Given request:
Duplicate the lines of the entries below from the one containing "Query: pile of green apples" through the end of the entries, both ends included.

Data records
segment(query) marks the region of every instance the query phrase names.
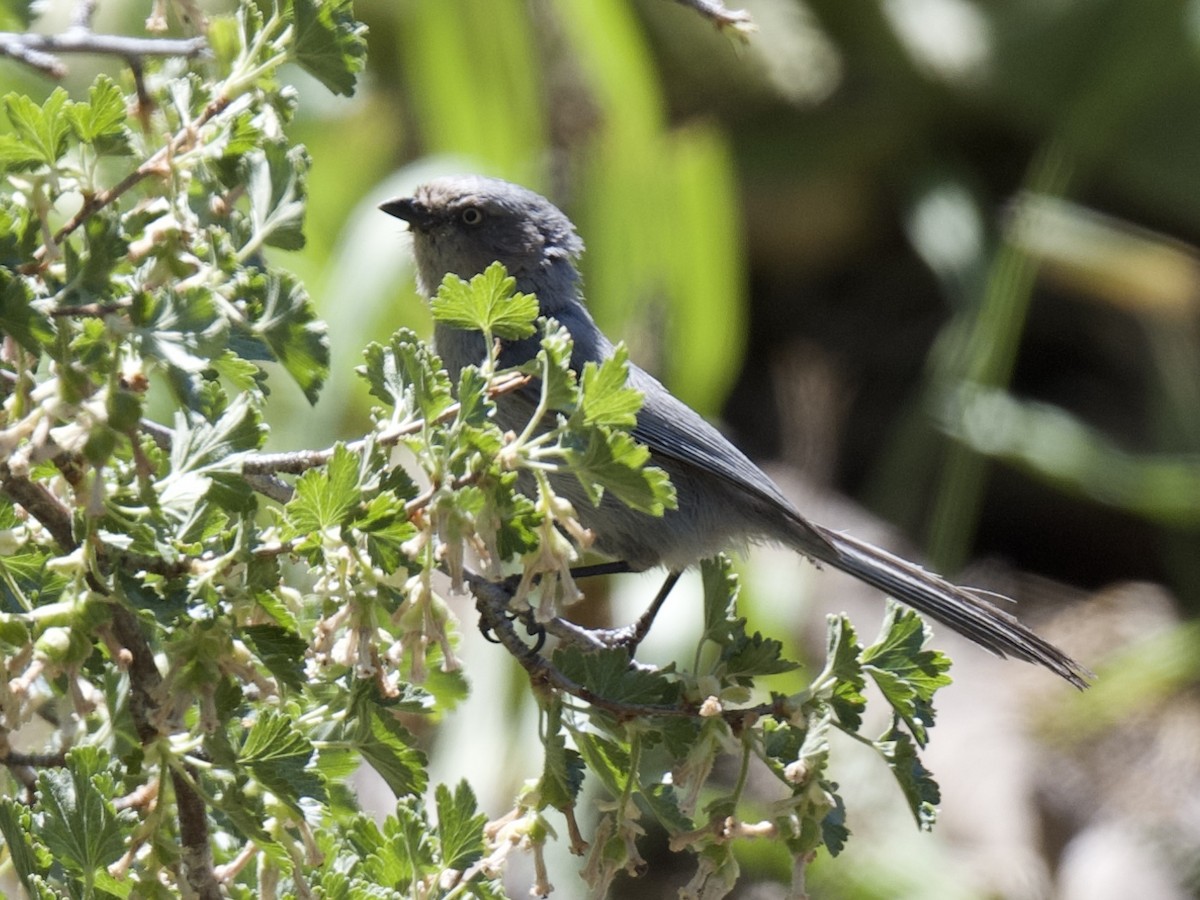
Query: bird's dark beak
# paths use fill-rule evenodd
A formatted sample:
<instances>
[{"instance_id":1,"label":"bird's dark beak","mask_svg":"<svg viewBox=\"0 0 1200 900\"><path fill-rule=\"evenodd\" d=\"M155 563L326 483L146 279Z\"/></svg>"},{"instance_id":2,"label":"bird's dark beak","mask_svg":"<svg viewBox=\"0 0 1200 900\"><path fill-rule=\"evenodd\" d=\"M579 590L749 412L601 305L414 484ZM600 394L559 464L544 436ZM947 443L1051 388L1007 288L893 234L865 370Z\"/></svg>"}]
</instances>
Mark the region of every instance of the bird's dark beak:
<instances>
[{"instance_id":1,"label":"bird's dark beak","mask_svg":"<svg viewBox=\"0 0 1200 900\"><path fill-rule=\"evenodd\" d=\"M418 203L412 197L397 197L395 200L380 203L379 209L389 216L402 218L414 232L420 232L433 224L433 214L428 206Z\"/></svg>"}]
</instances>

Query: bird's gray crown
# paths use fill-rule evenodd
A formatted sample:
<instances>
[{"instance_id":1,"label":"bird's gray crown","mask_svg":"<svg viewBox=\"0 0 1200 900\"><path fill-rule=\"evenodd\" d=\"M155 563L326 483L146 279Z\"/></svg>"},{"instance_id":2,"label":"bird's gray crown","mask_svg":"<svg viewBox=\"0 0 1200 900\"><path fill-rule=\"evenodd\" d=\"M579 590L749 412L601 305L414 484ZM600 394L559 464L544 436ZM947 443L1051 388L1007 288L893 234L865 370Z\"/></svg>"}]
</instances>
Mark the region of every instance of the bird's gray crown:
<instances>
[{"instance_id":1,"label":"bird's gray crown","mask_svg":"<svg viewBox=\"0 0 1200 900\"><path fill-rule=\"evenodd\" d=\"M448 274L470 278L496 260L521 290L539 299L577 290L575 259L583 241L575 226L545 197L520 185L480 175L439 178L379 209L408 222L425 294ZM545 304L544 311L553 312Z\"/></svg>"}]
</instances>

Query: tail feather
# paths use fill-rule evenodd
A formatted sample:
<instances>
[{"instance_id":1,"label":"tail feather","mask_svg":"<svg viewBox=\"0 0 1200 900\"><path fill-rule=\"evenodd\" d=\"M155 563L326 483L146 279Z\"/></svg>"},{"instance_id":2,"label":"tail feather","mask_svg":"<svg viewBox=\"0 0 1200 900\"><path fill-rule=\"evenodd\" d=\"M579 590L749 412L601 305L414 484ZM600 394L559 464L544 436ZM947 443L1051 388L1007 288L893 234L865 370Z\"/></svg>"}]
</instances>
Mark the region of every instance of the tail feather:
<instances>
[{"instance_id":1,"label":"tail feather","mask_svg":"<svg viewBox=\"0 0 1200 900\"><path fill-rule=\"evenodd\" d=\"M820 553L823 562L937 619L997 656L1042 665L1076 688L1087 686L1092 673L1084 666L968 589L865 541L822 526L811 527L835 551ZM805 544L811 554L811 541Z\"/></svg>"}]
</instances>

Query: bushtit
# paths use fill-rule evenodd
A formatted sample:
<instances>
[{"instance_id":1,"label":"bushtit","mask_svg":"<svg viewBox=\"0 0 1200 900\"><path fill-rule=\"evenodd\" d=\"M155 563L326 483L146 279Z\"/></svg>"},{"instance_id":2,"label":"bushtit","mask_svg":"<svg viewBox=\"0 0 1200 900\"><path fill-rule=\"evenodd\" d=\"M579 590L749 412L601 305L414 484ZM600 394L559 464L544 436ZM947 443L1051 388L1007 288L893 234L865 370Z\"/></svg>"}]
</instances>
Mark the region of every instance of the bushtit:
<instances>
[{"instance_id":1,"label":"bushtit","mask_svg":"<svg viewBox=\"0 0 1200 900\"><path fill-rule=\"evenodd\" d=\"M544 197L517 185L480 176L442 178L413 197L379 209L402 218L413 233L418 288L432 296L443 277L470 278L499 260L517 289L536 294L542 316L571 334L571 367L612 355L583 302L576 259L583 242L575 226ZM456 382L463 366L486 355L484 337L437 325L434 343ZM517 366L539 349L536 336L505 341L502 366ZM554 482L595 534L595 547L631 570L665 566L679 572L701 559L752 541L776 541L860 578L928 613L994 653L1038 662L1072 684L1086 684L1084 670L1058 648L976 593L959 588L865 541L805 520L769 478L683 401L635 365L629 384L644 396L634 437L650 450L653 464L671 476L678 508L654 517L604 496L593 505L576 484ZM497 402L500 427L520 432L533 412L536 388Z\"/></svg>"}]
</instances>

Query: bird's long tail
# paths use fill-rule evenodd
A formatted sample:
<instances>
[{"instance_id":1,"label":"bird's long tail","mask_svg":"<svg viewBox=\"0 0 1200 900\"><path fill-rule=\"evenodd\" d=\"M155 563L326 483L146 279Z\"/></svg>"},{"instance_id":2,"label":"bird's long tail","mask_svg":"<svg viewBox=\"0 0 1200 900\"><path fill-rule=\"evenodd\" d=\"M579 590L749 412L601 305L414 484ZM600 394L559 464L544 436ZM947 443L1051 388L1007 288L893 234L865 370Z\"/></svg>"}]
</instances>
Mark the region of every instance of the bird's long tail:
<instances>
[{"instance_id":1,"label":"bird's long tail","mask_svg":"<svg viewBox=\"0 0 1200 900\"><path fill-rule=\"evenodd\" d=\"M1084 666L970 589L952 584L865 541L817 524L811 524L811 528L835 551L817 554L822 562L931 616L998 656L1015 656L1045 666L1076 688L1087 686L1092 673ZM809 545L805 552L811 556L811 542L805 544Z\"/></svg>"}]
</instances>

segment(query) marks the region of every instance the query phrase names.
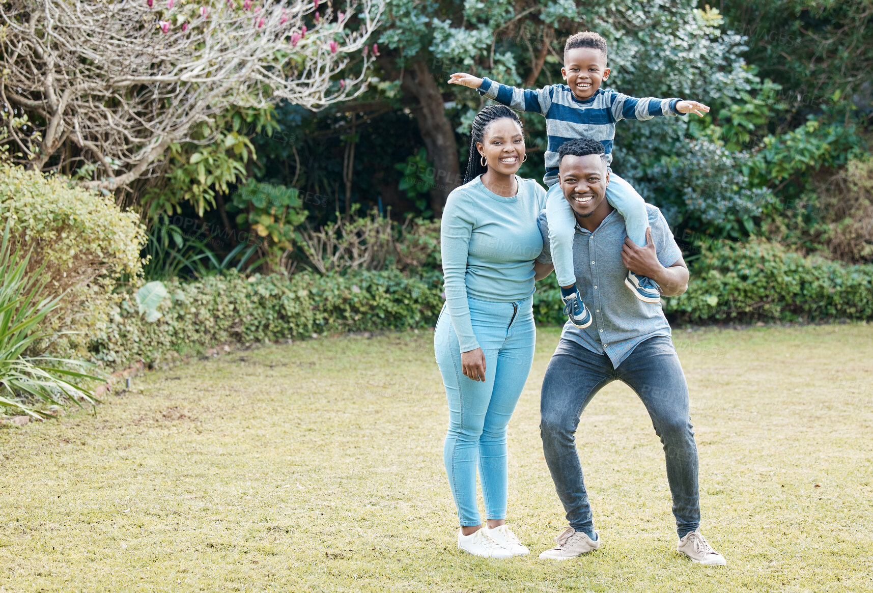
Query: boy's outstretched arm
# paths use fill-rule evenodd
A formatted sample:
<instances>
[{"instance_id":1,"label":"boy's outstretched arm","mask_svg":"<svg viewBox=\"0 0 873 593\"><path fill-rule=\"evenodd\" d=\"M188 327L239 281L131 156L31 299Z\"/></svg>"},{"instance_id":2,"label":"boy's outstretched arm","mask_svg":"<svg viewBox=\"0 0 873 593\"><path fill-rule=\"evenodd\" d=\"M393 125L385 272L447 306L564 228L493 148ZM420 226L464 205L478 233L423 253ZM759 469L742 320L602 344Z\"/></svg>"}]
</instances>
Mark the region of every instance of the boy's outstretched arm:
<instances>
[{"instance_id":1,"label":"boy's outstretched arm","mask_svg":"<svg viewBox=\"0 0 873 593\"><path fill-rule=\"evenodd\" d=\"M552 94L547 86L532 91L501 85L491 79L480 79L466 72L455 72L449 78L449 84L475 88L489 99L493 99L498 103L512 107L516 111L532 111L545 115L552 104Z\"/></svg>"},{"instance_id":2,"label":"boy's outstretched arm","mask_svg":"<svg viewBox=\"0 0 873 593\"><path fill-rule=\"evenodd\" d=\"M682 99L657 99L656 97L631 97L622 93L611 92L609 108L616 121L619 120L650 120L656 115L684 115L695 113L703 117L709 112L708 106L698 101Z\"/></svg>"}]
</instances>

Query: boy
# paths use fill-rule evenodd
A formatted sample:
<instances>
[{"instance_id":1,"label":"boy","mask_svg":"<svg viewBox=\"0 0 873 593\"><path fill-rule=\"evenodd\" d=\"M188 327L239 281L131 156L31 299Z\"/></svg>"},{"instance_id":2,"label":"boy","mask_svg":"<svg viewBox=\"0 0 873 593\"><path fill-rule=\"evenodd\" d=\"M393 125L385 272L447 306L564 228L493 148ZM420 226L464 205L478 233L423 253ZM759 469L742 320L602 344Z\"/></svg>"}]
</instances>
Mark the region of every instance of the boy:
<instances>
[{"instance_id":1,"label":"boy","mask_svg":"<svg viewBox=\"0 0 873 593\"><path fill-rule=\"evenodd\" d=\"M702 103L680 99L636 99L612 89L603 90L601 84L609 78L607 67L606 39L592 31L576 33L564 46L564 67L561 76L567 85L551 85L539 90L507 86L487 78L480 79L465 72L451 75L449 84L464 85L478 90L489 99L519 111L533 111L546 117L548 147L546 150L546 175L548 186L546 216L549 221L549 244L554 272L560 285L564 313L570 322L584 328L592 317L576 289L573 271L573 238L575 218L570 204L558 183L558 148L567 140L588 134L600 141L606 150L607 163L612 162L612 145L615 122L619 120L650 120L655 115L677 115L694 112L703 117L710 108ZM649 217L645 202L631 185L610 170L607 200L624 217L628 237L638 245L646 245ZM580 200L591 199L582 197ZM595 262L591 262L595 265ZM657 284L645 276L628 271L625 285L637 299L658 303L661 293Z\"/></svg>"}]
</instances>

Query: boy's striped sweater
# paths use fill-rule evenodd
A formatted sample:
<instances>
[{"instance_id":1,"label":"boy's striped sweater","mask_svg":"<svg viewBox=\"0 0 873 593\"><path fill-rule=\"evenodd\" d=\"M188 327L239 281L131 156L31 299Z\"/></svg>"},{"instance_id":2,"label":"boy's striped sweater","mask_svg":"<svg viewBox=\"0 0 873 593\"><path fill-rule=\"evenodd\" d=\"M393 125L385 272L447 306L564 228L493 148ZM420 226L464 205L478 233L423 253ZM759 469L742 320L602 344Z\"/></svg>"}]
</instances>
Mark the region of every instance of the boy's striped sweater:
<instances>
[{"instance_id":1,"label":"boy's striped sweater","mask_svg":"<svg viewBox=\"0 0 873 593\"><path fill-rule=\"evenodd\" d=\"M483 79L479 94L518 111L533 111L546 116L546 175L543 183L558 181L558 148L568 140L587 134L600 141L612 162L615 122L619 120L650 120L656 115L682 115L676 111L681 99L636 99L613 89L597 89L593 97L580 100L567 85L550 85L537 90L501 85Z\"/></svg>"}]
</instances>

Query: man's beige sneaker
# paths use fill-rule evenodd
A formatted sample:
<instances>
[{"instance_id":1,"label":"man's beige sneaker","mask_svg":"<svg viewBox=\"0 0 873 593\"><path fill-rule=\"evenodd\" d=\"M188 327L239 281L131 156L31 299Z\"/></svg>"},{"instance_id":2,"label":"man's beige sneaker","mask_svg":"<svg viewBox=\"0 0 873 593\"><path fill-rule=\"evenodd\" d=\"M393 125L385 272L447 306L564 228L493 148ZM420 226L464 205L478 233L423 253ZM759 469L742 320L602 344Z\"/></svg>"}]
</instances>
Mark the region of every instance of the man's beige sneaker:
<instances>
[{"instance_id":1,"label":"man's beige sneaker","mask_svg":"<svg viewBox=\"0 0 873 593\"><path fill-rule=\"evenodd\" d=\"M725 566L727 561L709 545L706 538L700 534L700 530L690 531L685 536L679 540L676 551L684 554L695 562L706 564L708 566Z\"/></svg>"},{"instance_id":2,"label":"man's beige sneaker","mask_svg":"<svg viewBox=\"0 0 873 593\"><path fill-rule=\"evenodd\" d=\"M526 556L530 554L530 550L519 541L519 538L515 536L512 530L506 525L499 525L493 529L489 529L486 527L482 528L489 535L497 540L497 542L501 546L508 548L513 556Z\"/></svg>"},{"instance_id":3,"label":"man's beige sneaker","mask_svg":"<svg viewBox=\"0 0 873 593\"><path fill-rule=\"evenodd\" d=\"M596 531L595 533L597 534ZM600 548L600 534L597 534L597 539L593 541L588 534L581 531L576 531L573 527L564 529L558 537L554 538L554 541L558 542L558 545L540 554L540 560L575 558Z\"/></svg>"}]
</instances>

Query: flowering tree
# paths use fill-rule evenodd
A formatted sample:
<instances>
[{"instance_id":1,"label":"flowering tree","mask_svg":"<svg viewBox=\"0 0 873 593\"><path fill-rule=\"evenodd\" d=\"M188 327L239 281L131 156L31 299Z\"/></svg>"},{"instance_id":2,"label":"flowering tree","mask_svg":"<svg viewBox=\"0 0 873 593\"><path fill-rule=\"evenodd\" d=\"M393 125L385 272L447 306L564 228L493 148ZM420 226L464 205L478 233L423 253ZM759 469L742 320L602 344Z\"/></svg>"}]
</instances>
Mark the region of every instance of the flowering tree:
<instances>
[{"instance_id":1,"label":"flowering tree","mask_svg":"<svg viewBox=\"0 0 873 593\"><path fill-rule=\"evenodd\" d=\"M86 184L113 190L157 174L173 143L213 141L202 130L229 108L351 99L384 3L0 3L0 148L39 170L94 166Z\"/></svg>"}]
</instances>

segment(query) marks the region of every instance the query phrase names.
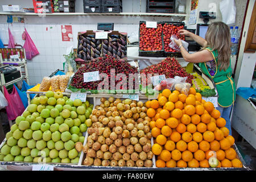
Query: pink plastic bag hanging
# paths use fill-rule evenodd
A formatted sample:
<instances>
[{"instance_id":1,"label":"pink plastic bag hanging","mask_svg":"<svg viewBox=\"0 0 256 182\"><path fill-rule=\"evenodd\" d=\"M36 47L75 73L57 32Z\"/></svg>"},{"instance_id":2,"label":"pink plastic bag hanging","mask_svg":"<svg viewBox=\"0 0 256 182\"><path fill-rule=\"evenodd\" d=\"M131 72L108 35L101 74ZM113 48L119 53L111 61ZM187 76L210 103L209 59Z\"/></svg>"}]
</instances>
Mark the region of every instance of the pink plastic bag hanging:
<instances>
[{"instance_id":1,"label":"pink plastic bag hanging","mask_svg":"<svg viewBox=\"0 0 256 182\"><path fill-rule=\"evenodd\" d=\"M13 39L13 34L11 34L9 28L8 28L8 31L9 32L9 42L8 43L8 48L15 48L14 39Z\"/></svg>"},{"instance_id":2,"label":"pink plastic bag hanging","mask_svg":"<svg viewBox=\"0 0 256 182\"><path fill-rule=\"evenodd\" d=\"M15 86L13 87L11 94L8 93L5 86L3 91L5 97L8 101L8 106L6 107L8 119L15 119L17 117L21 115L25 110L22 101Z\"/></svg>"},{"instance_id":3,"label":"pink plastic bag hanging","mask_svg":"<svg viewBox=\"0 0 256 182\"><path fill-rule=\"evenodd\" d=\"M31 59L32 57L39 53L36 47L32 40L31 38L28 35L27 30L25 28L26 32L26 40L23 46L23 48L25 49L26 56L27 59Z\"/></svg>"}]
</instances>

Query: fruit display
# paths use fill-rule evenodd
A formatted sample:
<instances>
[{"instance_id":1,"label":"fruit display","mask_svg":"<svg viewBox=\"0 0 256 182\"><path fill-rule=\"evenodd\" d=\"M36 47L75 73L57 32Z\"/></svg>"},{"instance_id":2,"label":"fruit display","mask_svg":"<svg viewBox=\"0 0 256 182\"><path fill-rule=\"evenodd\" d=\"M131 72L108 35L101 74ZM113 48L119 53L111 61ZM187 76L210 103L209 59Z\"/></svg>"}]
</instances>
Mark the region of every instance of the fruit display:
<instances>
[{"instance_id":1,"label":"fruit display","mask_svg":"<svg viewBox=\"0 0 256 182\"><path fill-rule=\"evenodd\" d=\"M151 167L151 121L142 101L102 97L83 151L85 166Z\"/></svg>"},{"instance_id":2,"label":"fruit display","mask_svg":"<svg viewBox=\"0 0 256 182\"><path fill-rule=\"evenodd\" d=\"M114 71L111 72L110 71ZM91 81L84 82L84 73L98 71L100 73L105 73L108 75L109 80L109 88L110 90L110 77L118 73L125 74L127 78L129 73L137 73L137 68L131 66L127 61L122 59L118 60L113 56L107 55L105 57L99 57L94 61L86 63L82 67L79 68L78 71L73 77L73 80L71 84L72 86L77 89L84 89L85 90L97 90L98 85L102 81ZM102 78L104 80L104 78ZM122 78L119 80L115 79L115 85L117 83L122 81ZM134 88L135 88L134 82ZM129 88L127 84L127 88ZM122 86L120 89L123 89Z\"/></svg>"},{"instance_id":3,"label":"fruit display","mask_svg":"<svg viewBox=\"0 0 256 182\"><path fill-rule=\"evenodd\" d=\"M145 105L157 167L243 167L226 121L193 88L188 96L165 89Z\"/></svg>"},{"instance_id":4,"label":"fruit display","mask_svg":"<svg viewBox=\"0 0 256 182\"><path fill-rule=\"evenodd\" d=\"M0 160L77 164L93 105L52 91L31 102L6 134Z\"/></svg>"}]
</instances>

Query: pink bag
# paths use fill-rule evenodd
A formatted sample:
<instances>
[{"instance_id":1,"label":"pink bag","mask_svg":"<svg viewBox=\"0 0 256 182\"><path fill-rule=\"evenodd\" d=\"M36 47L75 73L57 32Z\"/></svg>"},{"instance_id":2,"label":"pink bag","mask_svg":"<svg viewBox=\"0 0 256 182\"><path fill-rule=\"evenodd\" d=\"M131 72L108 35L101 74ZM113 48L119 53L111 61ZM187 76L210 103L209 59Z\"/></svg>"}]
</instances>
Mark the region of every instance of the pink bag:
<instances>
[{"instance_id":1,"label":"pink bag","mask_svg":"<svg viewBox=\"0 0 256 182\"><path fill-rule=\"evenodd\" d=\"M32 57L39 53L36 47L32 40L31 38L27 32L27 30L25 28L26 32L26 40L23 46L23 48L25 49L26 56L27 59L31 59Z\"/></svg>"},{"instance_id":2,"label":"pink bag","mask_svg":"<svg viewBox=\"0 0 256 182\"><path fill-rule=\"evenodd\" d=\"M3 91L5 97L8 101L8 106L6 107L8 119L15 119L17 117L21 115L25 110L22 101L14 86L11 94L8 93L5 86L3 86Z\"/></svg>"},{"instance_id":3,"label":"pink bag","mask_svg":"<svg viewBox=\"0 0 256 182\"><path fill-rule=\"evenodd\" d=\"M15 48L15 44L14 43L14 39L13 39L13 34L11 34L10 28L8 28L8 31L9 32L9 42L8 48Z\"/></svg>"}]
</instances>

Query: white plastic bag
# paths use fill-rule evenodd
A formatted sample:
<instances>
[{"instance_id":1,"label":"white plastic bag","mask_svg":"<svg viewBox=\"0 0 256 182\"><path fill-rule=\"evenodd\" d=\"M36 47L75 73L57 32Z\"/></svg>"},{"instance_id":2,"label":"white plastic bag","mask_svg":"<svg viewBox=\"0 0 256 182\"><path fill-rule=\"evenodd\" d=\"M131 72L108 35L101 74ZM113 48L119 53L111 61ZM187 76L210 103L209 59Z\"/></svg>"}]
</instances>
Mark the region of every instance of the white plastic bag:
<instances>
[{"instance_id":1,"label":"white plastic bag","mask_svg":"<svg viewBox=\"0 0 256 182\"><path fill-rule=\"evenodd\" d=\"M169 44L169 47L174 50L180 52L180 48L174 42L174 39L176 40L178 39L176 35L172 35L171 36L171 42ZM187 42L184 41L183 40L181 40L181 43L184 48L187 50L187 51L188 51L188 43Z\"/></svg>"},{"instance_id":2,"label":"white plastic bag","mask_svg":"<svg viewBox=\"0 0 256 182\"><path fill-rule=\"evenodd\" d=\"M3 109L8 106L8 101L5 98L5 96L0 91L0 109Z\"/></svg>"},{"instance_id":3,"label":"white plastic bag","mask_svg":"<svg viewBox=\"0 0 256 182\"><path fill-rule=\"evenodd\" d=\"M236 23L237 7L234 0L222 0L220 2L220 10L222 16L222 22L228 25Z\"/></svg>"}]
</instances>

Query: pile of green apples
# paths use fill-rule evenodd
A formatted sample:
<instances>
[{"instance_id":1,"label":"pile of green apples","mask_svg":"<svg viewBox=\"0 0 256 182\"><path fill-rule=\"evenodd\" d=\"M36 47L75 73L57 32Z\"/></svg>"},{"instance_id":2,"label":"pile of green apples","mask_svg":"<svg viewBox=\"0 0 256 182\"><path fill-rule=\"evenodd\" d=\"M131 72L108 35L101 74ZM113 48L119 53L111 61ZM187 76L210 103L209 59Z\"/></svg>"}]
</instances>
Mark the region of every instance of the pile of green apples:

Solution to the problem:
Query: pile of green apples
# paths use fill-rule evenodd
A formatted sample:
<instances>
[{"instance_id":1,"label":"pile of green apples","mask_svg":"<svg viewBox=\"0 0 256 182\"><path fill-rule=\"evenodd\" d=\"M36 47L75 73L57 32Z\"/></svg>"},{"instance_id":2,"label":"pile of green apples","mask_svg":"<svg viewBox=\"0 0 256 182\"><path fill-rule=\"evenodd\" d=\"M131 72L108 35L101 74ZM113 48L119 53L111 61ZM187 76L210 103L209 59Z\"/></svg>"}]
</instances>
Mark the region of every instance of the pile of green apples:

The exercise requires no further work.